== THE TASK ==
Turn the lines below into a numbered list, leaving out any blank ones.

— start STORED DATA —

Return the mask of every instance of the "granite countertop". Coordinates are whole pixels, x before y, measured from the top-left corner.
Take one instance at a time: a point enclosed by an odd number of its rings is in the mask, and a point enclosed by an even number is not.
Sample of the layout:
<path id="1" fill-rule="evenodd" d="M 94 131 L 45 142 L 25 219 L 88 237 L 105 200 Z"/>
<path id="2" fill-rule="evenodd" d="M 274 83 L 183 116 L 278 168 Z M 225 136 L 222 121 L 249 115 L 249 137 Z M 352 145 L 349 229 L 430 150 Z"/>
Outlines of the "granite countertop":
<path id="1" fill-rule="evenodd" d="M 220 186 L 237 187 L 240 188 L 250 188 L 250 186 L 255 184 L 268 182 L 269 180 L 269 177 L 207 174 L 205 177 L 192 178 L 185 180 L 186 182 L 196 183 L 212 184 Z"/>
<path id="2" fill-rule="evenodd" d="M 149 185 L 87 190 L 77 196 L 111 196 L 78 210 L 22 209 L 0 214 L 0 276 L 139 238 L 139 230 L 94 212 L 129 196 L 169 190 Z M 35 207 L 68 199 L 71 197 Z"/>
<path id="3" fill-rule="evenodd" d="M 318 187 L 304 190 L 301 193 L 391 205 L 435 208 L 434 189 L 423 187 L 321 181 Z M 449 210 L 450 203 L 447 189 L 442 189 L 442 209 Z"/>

— end STORED DATA —

== ANSWER TO THE EXERCISE ==
1. Return the mask of every instance of the "granite countertop". Coordinates are whole pixels, x before y, measured from the top-left corner.
2. Take one instance at a time: a point enclosed by an odd number of its rings is in the mask, and a point enclosed by an even number is not.
3. Sample of the layout:
4. <path id="1" fill-rule="evenodd" d="M 94 131 L 45 142 L 25 219 L 88 237 L 105 200 Z"/>
5. <path id="2" fill-rule="evenodd" d="M 274 83 L 183 116 L 278 168 Z M 225 136 L 222 121 L 249 115 L 249 137 Z M 352 145 L 349 229 L 430 150 Z"/>
6. Outlines of the "granite countertop":
7. <path id="1" fill-rule="evenodd" d="M 220 186 L 237 187 L 240 188 L 250 188 L 250 186 L 255 184 L 268 182 L 269 180 L 269 177 L 207 174 L 205 177 L 192 178 L 185 180 L 186 182 L 196 183 L 212 184 Z"/>
8. <path id="2" fill-rule="evenodd" d="M 149 185 L 87 190 L 77 196 L 111 196 L 78 210 L 22 209 L 0 214 L 0 276 L 139 238 L 139 230 L 94 212 L 129 196 L 169 190 Z M 35 207 L 68 199 L 71 197 Z"/>
9. <path id="3" fill-rule="evenodd" d="M 318 187 L 304 190 L 301 193 L 391 205 L 435 208 L 434 189 L 423 187 L 321 181 Z M 449 210 L 450 203 L 447 189 L 442 189 L 442 209 Z"/>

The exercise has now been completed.